■ WORK TO BE COMPLETED
Locate the line containing "the form (358,250)." in the material below; repeat it and every line after it, exactly as written.

____________________

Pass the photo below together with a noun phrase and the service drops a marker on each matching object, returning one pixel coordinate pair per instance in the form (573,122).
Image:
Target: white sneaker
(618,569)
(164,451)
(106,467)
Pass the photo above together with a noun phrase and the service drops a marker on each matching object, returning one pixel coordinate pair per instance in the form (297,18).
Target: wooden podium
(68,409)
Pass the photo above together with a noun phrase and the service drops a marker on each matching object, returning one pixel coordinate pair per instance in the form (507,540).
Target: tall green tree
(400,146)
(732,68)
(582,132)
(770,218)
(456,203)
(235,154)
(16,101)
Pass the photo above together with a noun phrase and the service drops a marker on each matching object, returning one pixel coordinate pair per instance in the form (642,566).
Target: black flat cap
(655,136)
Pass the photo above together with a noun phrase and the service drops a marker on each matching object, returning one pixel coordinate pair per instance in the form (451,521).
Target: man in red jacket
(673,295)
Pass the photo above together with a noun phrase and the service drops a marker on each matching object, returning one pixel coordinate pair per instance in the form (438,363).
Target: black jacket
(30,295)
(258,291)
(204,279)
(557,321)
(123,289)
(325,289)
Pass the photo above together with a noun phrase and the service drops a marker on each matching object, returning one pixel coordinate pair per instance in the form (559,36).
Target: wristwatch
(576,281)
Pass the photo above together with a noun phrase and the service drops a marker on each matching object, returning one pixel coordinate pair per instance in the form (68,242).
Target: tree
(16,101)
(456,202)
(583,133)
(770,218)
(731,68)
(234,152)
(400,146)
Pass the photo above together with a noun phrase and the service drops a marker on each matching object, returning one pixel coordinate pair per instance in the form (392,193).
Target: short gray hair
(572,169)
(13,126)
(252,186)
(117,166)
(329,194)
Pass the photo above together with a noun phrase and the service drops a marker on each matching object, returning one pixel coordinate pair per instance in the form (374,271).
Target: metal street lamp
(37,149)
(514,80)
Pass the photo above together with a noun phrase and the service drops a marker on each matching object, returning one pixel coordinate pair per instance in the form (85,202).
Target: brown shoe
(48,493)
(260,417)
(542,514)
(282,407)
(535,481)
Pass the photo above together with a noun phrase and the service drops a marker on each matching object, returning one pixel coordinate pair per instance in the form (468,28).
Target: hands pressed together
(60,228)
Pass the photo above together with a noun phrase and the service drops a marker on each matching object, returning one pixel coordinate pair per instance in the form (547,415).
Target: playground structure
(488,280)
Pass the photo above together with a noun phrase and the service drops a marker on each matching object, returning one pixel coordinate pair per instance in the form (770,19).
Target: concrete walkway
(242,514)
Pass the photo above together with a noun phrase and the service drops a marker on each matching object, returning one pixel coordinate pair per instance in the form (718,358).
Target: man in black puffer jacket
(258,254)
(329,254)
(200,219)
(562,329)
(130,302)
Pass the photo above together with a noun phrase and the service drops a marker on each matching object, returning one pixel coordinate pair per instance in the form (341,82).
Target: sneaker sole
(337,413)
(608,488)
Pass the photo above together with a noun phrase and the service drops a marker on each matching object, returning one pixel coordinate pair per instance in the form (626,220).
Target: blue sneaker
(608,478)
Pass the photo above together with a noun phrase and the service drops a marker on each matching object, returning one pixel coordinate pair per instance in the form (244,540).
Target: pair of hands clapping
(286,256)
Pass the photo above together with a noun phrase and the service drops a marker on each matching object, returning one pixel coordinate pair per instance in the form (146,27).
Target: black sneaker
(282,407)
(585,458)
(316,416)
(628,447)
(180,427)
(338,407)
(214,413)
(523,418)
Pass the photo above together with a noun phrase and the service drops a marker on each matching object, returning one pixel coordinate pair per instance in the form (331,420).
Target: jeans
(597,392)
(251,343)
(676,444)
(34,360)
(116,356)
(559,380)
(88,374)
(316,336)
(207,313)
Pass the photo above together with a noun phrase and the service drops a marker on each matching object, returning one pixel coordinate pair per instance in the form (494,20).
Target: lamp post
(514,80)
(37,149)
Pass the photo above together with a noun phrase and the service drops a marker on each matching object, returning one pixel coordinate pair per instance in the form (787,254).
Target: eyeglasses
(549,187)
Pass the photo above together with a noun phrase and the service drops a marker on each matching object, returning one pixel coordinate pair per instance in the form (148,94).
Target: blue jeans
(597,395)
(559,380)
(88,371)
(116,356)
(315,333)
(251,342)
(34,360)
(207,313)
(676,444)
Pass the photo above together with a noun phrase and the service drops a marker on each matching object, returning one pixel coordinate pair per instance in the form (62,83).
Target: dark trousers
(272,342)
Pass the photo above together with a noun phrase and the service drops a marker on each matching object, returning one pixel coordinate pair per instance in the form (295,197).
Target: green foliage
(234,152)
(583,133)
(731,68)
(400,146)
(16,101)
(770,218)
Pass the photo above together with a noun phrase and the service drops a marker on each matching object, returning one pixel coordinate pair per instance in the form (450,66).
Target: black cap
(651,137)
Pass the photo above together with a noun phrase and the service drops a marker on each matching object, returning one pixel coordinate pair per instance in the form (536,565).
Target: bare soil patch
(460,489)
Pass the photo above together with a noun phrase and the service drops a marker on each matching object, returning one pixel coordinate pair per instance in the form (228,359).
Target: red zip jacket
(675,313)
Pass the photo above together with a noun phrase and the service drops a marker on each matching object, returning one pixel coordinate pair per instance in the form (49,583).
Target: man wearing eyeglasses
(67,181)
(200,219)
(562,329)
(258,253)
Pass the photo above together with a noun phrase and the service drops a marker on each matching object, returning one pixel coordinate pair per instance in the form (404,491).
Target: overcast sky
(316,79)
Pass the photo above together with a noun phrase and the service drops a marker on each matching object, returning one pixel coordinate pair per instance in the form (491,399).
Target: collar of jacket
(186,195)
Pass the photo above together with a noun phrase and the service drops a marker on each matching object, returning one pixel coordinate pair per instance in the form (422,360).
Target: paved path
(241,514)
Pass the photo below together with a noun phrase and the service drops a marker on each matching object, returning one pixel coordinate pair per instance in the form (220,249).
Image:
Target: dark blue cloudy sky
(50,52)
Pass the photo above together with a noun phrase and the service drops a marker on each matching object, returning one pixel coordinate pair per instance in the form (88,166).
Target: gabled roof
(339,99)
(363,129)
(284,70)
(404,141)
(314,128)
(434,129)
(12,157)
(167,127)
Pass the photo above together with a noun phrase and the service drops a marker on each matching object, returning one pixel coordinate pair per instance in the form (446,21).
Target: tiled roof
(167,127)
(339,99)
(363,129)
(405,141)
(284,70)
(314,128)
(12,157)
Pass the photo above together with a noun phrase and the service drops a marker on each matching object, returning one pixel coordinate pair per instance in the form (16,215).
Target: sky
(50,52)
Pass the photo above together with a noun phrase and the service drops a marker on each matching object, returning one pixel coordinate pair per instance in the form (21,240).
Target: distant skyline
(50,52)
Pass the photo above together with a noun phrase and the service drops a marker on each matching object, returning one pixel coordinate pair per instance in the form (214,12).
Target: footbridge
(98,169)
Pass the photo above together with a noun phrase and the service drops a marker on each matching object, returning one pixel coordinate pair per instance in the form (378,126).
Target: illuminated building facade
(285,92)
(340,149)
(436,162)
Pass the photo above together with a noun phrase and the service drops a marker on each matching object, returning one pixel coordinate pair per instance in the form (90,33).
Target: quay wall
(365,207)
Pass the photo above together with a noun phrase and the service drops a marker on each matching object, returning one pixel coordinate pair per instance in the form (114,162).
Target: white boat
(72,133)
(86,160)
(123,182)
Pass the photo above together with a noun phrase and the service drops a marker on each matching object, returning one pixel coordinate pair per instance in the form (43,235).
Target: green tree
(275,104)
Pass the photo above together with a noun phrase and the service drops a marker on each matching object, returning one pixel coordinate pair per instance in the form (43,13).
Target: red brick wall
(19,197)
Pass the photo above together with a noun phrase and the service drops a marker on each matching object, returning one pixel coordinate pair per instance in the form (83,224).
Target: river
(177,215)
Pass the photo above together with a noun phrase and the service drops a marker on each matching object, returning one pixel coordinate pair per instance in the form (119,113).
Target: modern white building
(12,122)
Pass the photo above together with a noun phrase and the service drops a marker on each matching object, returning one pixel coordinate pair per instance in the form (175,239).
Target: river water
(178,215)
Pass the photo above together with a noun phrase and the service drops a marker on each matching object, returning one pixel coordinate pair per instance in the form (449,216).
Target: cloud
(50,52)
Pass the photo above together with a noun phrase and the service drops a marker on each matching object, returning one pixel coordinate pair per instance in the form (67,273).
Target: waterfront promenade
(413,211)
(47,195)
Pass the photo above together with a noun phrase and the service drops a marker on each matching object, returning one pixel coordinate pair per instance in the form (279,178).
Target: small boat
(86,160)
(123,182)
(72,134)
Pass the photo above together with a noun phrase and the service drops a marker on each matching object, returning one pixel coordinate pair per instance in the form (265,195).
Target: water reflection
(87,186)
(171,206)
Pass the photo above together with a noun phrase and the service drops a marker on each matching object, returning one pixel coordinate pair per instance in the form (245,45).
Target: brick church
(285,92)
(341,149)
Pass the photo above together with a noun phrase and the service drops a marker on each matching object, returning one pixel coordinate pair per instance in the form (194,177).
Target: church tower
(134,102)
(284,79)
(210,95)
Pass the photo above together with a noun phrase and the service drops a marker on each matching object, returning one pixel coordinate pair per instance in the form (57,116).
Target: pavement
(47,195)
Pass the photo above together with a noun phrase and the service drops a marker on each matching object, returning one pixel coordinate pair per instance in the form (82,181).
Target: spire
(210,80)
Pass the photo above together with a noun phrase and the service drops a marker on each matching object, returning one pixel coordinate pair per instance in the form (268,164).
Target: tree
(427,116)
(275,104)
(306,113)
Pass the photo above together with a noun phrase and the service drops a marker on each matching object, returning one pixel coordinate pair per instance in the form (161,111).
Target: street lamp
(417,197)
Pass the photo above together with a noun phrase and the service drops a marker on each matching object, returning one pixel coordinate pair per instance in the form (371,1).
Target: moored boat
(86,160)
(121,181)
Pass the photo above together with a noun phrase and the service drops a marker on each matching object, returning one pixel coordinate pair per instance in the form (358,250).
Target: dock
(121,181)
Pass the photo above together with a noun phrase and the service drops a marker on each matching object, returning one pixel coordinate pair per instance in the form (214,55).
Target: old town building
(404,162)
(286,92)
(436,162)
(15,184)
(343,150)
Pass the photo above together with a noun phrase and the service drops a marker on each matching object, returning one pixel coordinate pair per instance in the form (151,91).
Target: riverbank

____________________

■ EXERCISE OUTPUT
Pass the photo above together with a noun phrase and the service drops a marker on each matching object, returning one pixel coordinate pair per instance in the form (358,250).
Target: dock
(121,181)
Pass the photo above together with a noun phrase and the service drops a marker on each matching object, returning one pixel coordinate pair per instance in the form (214,55).
Target: old town building
(404,162)
(286,92)
(436,162)
(15,184)
(343,150)
Pass the photo above together with a noun phrase and the service drops a marker on each matching object, returning one pixel coordinate pair per instance in the form (151,91).
Target: riverbank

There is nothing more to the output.